_SOURCE PASSAGE:_
═══

[Bug] RayCluster controller operator does not handle stale informer cache
Search before asking
- [x] I searched the issues and found no similar issues.
KubeRay Component
ray-operator
What happened + What you expected to happen
When reconciling pod quantities, the RayCluster controller uses pod informer cache as the sole source of truth on current pod state. The number of pods to create or delete are computed as the difference between the RayCluster spec's replica count and the number of pods listed from the cache.
The cache is frequently stale and there's currently no accounting mechanism to try to maintain read-after-write consistency. As a result, situations arise where more pods are launched than necessary and then a random pod is deleted to readjust.
See https://github.com/ray-project/kuberay/issues/704 for logs from an example.
This is especially problematic for Ray since Ray worker pods can store application-critical state.
Reproduction script
Create several Ray clusters and check the operator logs for spurious pod creation followed by deletion.
Anything else
There's a bit of discussion how the replica set controller handles this here: https://medium.com/@timebertt/kubernetes-controllers-at-scale-clients-caches-conflicts-patches-explained-aa0f7a8b4332 Replica set controller code: https://github.com/kubernetes/kubernetes/blob/29ddedae1d0a07dfc7a89693daf3dbf4be766be3/pkg/controller/replicaset/replica_set.go#L367-L368 Note that "expectations" are tracked when a pod is created.
Kruise CloneSet pod reconciliation logic is here: https://github.com/openkruise/kruise/blob/5839c5ba1909b463242a3603a7d22d45aed7fa6e/pkg/controller/cloneset/cloneset_controller.go#L225-L280
Are you willing to submit a PR?
- [ ] Yes I am willing to submit a PR!
cc @akanso @Jeffwan
Someone should probably take a closer look at the replica set code -- similar methods can be applied to KubeRay pod reconciliation.
Thank you for opening a new thread to highlight this issue! I plan to dive deep into this issue.
ReplicaSet Controller
- https://github.com/kubernetes/kubernetes/blob/master/pkg/controller/replicaset/replica_set.go
ReplicaSet (RC) controller maintains expectations (A TTLCache of pod creates/deletes each RC expects to see). If expectations.add or expectations.del is larger than 0, the reconciler will skip synchronization with the RC because it is waiting for some Pod add events or del events.
Take #704 as an example to explain how expectations avoid double creation of Pods, in the first iteration of reconcilePods, diff is equal to 1 (CR specifies 1 worker Pod, but no Pod is running.), we set expectations.add to 1 because we expect 1 Pod add event.

═══

_PROBLEMS:_
1. In the bug report, what does the RayCluster controller use as the sole source of truth on current pod state when reconciling pod quantities?
2. Rewrite the stretch of the bug report from "See https://github.com/ray-project/kuberay/issues/704 for" through "store application-critical state.", replacing "application-critical" with "mission-critical".

_DATA EXCERPTS:_

═══

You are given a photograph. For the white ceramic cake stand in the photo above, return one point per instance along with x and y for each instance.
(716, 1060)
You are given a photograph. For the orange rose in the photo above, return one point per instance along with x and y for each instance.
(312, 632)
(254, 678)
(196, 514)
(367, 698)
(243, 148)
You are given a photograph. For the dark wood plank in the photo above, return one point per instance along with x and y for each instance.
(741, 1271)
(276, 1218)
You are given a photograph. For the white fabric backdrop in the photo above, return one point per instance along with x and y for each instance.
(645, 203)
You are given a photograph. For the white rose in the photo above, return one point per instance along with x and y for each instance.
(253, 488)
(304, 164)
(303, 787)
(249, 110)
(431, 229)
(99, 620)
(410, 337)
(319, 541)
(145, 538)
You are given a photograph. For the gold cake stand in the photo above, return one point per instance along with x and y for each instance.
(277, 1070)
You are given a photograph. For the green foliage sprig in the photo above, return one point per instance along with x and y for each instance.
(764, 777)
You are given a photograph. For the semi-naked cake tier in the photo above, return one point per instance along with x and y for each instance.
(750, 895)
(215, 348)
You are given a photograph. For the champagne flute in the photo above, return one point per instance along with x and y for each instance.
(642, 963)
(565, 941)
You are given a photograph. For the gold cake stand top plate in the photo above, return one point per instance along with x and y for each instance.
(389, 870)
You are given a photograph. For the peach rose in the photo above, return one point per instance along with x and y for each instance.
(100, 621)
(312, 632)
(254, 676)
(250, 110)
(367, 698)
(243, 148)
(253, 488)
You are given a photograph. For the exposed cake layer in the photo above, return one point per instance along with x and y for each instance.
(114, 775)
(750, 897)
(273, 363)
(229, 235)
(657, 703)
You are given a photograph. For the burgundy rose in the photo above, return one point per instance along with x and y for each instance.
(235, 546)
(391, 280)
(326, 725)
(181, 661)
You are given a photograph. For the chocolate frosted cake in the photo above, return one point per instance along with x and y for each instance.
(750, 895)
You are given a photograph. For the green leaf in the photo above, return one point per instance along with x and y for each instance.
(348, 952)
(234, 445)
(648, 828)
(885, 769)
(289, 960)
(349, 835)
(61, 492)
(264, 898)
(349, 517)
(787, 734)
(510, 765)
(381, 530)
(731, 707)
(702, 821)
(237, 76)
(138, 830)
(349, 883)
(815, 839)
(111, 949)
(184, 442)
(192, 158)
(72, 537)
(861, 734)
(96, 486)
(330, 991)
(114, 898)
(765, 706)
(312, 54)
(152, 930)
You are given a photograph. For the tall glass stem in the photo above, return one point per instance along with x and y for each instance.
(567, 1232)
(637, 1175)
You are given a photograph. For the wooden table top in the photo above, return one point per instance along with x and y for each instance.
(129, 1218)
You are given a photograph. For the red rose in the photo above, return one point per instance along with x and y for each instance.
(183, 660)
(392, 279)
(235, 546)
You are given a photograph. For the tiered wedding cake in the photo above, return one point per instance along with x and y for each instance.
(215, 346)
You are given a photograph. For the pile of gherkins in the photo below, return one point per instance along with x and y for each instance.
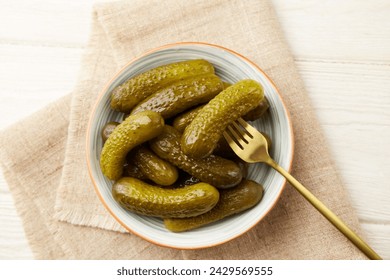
(168, 157)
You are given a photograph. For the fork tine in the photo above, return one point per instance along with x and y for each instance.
(236, 137)
(249, 129)
(233, 144)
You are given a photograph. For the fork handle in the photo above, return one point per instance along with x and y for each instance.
(327, 213)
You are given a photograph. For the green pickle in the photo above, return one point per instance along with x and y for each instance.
(125, 96)
(184, 119)
(155, 169)
(231, 201)
(108, 129)
(202, 135)
(132, 132)
(215, 170)
(142, 198)
(181, 95)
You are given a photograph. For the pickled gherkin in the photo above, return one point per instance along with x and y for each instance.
(132, 132)
(142, 198)
(202, 135)
(214, 170)
(125, 96)
(155, 169)
(231, 201)
(181, 95)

═══

_THE SOLUTIONS:_
1. The pod informer cache.

2.
See https://github.com/ray-project/kuberay/issues/704 for logs from an example.
This is especially problematic for Ray since Ray worker pods can store mission-critical state.